>>>

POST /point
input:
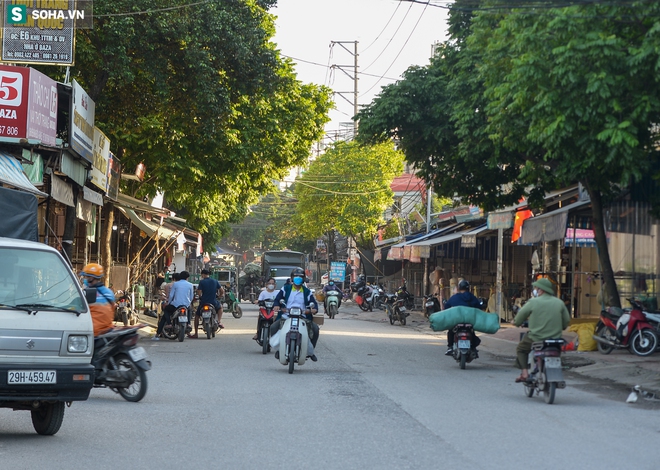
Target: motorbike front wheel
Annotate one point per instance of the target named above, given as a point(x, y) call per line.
point(138, 389)
point(237, 312)
point(644, 342)
point(605, 333)
point(292, 355)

<<<

» **TASK GOAL**
Rewrite the records with "motorbike" changed to "motorcycle" and everything else left as it is. Leave the pictures out.

» **THE OUTPUT**
POST /point
input:
Target: motorcycle front wheel
Annotate one point per instance of the target named above, given as a point(x, y) call per line.
point(138, 389)
point(237, 312)
point(644, 342)
point(605, 333)
point(292, 355)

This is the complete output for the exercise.